What is expected: Lines before the one containing "Keypoint placement: for each instance of the cliffside" are to be left out; that line and every line after it, through the last line below, are to be reproduced exactly.

--- Supplied entries Enclosed Below ---

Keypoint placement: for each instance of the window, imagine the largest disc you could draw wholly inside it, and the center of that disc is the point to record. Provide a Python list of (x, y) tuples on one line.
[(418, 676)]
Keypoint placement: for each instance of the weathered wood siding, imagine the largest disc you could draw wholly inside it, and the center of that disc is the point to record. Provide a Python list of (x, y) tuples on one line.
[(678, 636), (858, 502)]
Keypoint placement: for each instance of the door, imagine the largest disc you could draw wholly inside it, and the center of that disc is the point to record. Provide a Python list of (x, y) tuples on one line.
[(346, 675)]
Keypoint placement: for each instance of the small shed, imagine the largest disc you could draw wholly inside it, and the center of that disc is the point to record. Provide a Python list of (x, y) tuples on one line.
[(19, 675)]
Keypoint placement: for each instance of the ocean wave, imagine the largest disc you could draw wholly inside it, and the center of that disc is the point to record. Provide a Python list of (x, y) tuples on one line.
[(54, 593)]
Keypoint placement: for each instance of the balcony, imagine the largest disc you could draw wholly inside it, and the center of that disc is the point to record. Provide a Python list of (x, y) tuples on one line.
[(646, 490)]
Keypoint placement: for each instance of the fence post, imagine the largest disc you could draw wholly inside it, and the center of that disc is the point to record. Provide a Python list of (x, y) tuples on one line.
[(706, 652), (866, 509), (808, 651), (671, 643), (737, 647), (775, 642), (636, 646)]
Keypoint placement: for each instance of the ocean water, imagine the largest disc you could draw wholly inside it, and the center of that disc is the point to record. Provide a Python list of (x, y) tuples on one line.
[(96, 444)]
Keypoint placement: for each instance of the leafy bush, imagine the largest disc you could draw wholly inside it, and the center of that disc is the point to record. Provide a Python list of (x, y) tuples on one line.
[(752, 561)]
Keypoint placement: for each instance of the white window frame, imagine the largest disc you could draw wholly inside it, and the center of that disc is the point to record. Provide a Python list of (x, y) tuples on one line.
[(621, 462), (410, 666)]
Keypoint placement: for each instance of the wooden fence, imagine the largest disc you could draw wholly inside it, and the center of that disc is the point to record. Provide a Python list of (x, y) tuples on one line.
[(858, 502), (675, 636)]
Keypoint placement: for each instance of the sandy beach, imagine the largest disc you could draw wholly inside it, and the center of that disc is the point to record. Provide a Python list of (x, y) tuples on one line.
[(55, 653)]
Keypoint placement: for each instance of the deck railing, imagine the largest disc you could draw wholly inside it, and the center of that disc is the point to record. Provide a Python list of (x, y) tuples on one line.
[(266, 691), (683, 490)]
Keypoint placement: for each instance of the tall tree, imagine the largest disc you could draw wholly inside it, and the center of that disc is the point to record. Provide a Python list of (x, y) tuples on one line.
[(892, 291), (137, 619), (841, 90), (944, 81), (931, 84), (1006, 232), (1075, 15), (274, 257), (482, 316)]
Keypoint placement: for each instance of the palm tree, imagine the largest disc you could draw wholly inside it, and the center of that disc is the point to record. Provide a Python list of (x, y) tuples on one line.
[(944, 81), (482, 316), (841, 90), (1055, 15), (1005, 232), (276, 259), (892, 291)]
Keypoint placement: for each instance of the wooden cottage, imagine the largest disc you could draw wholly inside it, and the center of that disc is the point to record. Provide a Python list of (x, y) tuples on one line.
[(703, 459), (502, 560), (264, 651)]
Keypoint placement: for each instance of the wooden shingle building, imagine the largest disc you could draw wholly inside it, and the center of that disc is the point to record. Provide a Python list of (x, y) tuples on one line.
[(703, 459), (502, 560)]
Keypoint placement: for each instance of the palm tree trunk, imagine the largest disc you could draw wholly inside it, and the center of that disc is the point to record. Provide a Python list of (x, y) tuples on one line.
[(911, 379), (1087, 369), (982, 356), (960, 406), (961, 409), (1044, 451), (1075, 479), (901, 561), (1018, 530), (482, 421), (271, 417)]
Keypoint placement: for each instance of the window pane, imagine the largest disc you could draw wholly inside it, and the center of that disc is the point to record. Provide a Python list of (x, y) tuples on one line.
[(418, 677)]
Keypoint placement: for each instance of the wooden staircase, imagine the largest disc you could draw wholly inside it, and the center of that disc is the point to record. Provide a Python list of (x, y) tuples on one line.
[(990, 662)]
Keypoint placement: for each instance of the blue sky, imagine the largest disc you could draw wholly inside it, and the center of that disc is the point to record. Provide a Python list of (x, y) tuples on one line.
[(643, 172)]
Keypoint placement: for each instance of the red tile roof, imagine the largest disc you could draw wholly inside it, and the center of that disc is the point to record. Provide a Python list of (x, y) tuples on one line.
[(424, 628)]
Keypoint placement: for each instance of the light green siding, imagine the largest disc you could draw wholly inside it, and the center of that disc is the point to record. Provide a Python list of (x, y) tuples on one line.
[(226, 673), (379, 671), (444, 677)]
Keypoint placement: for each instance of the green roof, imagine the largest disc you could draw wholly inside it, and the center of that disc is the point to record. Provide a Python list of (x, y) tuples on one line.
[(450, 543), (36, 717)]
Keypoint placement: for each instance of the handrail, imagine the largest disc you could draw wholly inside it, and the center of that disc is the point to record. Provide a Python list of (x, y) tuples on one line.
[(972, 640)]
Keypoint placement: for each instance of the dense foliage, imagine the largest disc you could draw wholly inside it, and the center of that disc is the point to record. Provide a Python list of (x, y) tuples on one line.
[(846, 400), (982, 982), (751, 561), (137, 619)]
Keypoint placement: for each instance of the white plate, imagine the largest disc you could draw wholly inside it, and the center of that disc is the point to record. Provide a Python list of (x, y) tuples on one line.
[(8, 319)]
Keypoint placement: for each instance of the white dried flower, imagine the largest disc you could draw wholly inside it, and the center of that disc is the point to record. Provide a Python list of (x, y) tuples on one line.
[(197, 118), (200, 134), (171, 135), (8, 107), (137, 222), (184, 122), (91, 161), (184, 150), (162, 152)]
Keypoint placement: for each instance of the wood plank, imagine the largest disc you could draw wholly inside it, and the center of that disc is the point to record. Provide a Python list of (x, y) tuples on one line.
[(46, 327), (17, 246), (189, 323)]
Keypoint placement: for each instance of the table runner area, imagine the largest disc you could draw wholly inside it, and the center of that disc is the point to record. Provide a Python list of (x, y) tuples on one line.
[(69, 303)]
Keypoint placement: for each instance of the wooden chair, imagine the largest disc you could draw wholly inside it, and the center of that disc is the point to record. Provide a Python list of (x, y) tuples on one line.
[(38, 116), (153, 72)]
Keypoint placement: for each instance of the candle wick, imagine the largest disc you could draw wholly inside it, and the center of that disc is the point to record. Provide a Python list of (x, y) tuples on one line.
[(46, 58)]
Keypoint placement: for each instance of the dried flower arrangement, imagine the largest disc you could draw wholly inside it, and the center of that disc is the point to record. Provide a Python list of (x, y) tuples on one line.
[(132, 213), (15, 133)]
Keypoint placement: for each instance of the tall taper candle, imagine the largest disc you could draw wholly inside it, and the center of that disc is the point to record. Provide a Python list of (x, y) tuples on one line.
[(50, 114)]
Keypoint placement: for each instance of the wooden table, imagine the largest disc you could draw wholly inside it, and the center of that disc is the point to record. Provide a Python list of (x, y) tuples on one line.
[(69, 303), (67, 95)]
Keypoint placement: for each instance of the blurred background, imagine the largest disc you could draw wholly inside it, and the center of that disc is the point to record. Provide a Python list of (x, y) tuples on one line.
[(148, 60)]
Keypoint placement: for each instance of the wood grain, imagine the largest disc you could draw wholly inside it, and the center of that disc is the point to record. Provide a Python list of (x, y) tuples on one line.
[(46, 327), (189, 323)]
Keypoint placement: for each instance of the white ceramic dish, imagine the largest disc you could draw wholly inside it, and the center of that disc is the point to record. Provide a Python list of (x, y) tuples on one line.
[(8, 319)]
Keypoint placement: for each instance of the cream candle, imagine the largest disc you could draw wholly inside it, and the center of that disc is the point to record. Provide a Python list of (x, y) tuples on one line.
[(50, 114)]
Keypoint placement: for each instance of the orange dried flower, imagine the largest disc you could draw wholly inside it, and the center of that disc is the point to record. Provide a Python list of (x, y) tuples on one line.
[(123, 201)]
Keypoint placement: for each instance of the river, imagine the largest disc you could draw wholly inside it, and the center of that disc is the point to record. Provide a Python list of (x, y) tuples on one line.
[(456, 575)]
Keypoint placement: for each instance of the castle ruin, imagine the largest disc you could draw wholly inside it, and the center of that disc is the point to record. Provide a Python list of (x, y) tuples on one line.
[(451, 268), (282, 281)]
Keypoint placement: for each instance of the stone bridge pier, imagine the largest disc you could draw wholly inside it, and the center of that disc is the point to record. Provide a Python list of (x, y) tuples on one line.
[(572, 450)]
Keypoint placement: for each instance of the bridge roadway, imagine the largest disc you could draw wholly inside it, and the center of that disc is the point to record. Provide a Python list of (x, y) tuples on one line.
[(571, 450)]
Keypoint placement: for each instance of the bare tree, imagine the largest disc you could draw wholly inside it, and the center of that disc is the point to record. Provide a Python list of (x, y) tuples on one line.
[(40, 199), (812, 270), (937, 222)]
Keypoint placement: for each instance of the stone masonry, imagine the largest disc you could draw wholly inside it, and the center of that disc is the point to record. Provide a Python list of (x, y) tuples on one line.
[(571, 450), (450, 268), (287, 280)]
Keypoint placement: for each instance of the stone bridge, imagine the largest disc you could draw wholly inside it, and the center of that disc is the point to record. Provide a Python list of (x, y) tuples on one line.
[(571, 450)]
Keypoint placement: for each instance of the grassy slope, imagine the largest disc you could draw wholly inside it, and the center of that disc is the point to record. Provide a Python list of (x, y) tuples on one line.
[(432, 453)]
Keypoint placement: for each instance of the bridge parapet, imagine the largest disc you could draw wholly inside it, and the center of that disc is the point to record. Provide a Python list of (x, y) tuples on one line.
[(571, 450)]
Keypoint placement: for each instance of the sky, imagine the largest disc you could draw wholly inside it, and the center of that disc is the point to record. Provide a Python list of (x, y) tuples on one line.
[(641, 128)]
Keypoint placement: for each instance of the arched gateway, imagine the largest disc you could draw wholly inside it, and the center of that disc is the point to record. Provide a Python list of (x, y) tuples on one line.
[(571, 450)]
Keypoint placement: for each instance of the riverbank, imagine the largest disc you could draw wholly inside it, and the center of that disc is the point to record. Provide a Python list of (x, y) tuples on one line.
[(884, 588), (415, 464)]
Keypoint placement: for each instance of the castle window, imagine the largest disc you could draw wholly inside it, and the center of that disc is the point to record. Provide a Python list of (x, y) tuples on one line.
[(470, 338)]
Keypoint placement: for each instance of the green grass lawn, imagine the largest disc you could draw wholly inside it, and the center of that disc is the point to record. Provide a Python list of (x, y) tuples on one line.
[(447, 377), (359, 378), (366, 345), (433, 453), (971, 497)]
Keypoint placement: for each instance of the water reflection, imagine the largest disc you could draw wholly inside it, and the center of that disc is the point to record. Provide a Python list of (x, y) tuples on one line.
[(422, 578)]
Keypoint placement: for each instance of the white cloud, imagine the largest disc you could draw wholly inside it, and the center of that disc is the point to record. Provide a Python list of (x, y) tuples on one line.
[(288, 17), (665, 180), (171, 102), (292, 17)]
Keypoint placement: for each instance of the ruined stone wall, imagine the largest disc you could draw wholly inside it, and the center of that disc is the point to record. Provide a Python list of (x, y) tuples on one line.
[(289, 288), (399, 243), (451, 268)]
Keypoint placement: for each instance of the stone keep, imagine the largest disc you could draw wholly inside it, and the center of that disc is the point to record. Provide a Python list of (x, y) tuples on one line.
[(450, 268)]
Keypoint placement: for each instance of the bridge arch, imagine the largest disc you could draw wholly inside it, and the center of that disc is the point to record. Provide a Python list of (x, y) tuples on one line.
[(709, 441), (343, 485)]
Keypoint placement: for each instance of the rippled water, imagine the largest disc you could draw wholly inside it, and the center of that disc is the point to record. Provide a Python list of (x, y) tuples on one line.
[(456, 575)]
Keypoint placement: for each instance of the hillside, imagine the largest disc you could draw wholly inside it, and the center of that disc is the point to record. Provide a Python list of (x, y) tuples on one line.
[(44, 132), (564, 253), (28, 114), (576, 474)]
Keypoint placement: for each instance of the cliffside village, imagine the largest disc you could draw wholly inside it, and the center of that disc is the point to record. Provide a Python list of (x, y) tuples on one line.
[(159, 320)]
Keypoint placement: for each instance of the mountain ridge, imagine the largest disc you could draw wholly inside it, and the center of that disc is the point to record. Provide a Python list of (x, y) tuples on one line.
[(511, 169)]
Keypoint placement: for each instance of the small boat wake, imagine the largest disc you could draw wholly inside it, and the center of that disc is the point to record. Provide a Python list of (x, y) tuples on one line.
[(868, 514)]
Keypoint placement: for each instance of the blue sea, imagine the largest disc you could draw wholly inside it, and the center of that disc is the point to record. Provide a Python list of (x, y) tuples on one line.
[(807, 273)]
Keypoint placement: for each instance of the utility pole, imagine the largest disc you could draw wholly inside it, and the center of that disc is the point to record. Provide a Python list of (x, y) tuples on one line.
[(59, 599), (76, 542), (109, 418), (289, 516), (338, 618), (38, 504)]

--- End of Enclosed Supplied entries ---

Written response:
Keypoint placement: for each instance of the cliffside village, imagine the largest disc you could draw wholly inside it, and the center of that disc is the point to record. Provide a Python list of (x, y) tuples on one line.
[(159, 320)]
Keypoint placement: for each instance of the mountain ridge, imagine the largest disc you could draw wholly inside it, and the center of that disc is the point to record. Provide a Python list of (x, y) tuples on one line.
[(511, 169)]
Keypoint placement: for each instance of the small boat wake, imagine the largest disc you could draw wholly inside it, and the center of that disc is the point to record. Provide a Python list of (x, y) tuples on one line.
[(868, 514)]
Keypoint placement: for each instance of the blue sea, imagine the largest disc you could draw wholly inside it, and the center of that disc is the point to record. Provide a Python list of (x, y) tuples on one line.
[(807, 273)]
Keypoint placement: for each instance of the utility pole, imagine the largest disc you could draw wholly inside it, and the center of that disc is the point to record. Provide a Python list of (x, y) tuples on one line.
[(59, 599), (76, 542), (109, 418), (289, 516), (338, 618), (38, 504)]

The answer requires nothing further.